(Exercise instructions)
Quote each line of the material verbatim, without the pictures.
#### Task input
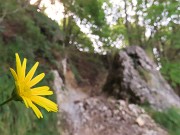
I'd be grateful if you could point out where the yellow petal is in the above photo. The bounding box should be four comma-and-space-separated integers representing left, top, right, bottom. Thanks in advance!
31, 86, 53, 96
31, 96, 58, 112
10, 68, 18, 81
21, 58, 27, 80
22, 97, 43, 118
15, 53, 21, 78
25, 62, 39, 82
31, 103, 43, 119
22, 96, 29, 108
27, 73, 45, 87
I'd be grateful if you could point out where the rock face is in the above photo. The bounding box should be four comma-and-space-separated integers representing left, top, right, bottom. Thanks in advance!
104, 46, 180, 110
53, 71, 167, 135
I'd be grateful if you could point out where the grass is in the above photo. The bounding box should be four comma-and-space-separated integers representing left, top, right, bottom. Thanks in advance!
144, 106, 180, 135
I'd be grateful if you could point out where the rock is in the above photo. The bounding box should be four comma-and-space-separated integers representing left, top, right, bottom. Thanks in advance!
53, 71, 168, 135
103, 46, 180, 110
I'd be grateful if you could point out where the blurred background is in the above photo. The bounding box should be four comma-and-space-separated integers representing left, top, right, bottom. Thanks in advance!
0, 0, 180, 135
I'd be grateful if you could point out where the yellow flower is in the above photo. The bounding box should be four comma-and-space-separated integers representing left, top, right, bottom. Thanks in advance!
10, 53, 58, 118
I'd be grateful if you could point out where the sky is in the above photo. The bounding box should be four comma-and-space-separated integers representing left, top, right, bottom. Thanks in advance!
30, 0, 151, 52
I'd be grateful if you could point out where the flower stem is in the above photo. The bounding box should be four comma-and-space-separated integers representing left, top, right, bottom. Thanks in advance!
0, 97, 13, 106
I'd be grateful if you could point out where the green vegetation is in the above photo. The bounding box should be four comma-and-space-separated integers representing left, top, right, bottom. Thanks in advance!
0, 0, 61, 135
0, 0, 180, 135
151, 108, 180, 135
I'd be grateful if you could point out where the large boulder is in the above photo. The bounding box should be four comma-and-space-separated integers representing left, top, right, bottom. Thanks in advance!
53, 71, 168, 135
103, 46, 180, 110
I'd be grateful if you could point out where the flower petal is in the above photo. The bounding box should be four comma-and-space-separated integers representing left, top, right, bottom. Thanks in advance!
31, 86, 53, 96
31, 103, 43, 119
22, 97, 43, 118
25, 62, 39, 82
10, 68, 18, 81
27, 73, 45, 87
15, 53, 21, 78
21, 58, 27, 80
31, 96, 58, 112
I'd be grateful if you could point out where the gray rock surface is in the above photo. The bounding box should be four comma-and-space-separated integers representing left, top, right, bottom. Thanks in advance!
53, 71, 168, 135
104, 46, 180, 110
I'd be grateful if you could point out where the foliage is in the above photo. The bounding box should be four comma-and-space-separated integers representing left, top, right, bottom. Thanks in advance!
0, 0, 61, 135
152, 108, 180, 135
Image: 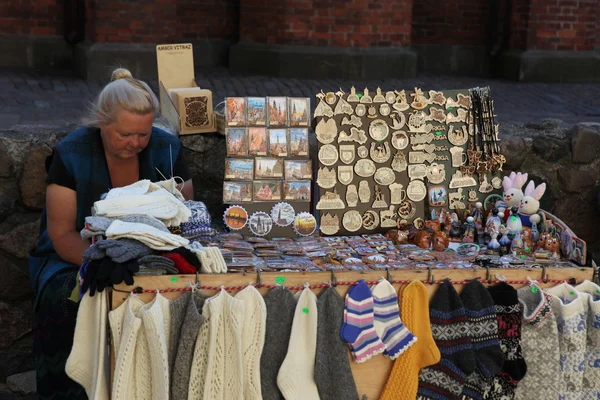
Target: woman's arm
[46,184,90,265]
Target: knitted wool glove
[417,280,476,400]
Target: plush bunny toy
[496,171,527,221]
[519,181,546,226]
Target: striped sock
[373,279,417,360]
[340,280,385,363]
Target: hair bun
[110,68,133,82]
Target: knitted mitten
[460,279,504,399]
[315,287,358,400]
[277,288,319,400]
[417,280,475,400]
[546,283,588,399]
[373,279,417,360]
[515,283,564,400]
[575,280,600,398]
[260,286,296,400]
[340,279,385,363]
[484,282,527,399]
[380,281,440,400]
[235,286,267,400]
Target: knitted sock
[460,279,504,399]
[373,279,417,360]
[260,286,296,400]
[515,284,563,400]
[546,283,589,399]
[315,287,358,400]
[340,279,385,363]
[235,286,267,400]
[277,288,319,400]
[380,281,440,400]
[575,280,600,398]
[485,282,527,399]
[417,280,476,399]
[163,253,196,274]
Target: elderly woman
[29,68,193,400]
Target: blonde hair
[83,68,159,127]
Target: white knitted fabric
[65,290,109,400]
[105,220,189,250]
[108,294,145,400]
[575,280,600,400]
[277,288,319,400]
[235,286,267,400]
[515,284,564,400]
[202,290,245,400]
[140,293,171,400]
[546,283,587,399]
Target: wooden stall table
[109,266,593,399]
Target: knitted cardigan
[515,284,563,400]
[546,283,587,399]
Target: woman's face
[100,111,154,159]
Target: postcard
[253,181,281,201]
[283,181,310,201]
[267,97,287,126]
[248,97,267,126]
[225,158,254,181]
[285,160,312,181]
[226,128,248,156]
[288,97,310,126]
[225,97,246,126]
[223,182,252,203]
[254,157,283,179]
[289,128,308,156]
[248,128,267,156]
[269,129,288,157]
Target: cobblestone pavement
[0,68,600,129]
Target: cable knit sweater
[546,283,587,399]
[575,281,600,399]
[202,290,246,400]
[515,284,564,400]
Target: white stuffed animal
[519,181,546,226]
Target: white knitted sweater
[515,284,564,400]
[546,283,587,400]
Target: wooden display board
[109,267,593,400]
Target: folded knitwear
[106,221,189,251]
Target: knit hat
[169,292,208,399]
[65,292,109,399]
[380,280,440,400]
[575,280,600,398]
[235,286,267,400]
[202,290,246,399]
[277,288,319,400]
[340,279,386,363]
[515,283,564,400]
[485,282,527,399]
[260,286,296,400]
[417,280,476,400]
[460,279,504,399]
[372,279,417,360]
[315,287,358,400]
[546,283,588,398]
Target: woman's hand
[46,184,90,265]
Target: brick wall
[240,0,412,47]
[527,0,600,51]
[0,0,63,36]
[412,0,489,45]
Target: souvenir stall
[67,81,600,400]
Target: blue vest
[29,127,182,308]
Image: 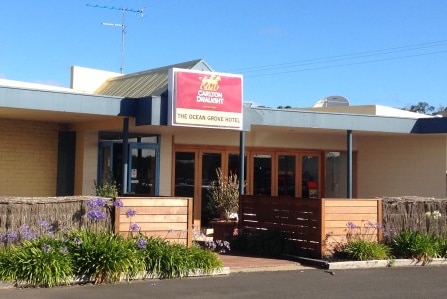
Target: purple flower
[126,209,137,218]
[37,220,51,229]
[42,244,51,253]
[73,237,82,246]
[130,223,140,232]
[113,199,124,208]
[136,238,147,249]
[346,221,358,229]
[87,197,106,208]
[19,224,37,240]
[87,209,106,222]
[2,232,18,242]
########
(Answer in full)
I'd be grateful if you could point out where the yellow petal is in the above photo. The bounding box should be four comma-and-space-separated integers representing left, top, right, bottom. Thanks in advance!
31, 86, 53, 96
31, 96, 58, 112
10, 68, 18, 81
21, 58, 27, 80
22, 97, 43, 118
15, 53, 21, 78
25, 62, 39, 82
31, 103, 43, 119
22, 96, 29, 108
27, 73, 45, 87
I'd be grateful if you could point out where the rock face is in the above photo. The bounding box should be four comma-and-space-separated integers representing left, top, right, bottom. Thanks in advance!
104, 46, 180, 110
53, 71, 167, 135
I'd be grateful if you could point out where the grass is in the above photo. The bounding box should be four comma-and-space-separated integers representing left, top, right, bottom. Thanks in advance!
144, 106, 180, 135
I'd be grateful if you could point out where the rock is in the above photo. The bounding box should be four comma-and-space-separated integers representing left, top, right, bottom. Thanks in advance!
53, 71, 168, 135
103, 46, 180, 110
I'd be grateful if you could point out where the blurred background is in the above photo. The bounding box should be four comma-and-space-separated integers representing left, top, right, bottom. Thanks in advance!
0, 0, 180, 135
I'd be grateful if you could point out where the yellow flower is in the above photo. The bounding box should be four comma-and-space-separated integers representing left, top, right, bottom. Thanks in advance!
10, 53, 58, 118
I'd be grateful if you could point out where the sky is in the above photo. The bounding box should be four comma-and-space-separated integers representing left, top, right, bottom. Thanks in advance!
30, 0, 151, 52
I'd be grateful if you could point out where the flower stem is in the above photo. The bounding box should be four comma-and-space-separated integers representing left, top, right, bottom. Thanks in advance!
0, 97, 13, 106
I'd be grateful if you could point out where the green vegetation is in the above photo. The bounding box should be four comma-and-space-separated integers representing left, top, right, bottom. Thanks in advance!
0, 0, 61, 135
0, 0, 180, 135
151, 108, 180, 135
I'd be grateful if you could point out where the large boulder is in the above photo. The bounding box should be four comma-and-space-separated integers representing left, top, right, bottom. Thanks in advance!
53, 71, 168, 135
103, 46, 180, 110
I'd be grateful if you could point out where the flower petal is in the above photo. The bounding box should be four comma-and-space-separated integers representing left, top, right, bottom. Thanks in advance!
31, 86, 53, 96
31, 103, 43, 119
22, 97, 43, 118
25, 62, 39, 82
10, 68, 18, 81
27, 73, 45, 87
15, 53, 21, 78
21, 58, 27, 80
31, 96, 58, 112
I'd be grateful if you could point out where the gray rock surface is in the above photo. The bounding box should be four comma-and-space-separated integers representing left, top, right, bottom. Thanks in advance!
53, 71, 168, 135
104, 46, 180, 110
I'd be grateful if you could point out where the foliage is in the above photo. The bounding box should be four comma-and-space-separated integers representing left, top, right, bottom. Thanks in advance!
0, 0, 61, 135
152, 108, 180, 135
Image: 
Target: woman's arm
[46,184,90,265]
Target: knitted wool glove
[417,280,476,400]
Target: plush bunny toy
[496,171,527,221]
[519,181,546,226]
Target: striped sock
[373,279,417,360]
[340,280,385,363]
Target: hair bun
[110,68,133,82]
Target: knitted mitten
[460,279,504,399]
[315,287,358,400]
[277,288,319,400]
[417,280,475,400]
[546,283,588,399]
[373,279,417,360]
[515,283,564,400]
[575,280,600,398]
[260,286,296,400]
[340,279,385,363]
[484,282,527,399]
[380,281,440,400]
[235,286,267,400]
Target: knitted sock
[460,279,504,399]
[373,279,417,360]
[260,286,296,400]
[515,284,563,400]
[546,283,589,399]
[315,287,358,400]
[340,279,385,363]
[235,286,267,400]
[277,288,319,400]
[380,281,440,400]
[575,280,600,398]
[485,282,527,399]
[417,280,476,399]
[163,253,196,274]
Target: elderly woman
[29,68,193,400]
Target: blonde hair
[83,68,159,127]
Target: white knitted fabric
[65,290,109,400]
[105,220,189,250]
[108,294,145,400]
[575,280,600,400]
[277,288,319,400]
[235,286,267,400]
[515,284,564,400]
[202,290,245,400]
[140,293,171,400]
[546,283,587,399]
Target: wooden stall table
[109,266,593,399]
Target: knitted cardigan
[515,284,563,400]
[546,283,587,399]
Target: woman's face
[100,111,154,159]
Target: postcard
[253,181,281,201]
[283,181,310,201]
[267,97,287,126]
[248,97,267,126]
[225,158,254,181]
[285,160,312,181]
[226,128,248,156]
[288,97,310,126]
[225,97,246,126]
[223,182,252,203]
[254,157,283,179]
[289,128,308,156]
[248,128,267,156]
[269,129,288,157]
Target: cobblestone pavement
[0,68,600,129]
Target: cable knit sweater
[546,283,587,399]
[575,281,600,399]
[202,290,246,400]
[515,284,564,400]
Target: white stuffed animal
[519,181,546,226]
Target: white knitted sweater
[515,284,564,400]
[546,283,587,400]
Target: wooden display board
[109,267,593,400]
Target: folded knitwear
[106,221,189,251]
Target: knit hat
[169,292,208,399]
[65,292,109,399]
[380,280,440,400]
[575,280,600,398]
[235,286,267,400]
[202,290,246,399]
[277,288,319,400]
[340,279,386,363]
[515,283,564,400]
[485,282,527,399]
[260,286,296,400]
[417,280,476,400]
[460,279,504,399]
[372,279,417,360]
[315,287,358,400]
[546,283,588,398]
Target: woman's hand
[46,184,90,265]
Target: brick wall
[240,0,412,47]
[527,0,600,51]
[0,0,63,36]
[412,0,489,45]
Target: souvenir stall
[67,81,600,400]
Target: blue vest
[29,127,182,308]
Image: 
Target: purple flower
[126,209,137,218]
[37,220,51,229]
[42,244,51,253]
[73,237,82,246]
[130,223,140,232]
[113,199,124,208]
[136,238,147,249]
[346,221,358,229]
[87,197,106,208]
[19,224,37,240]
[87,209,106,222]
[2,232,18,242]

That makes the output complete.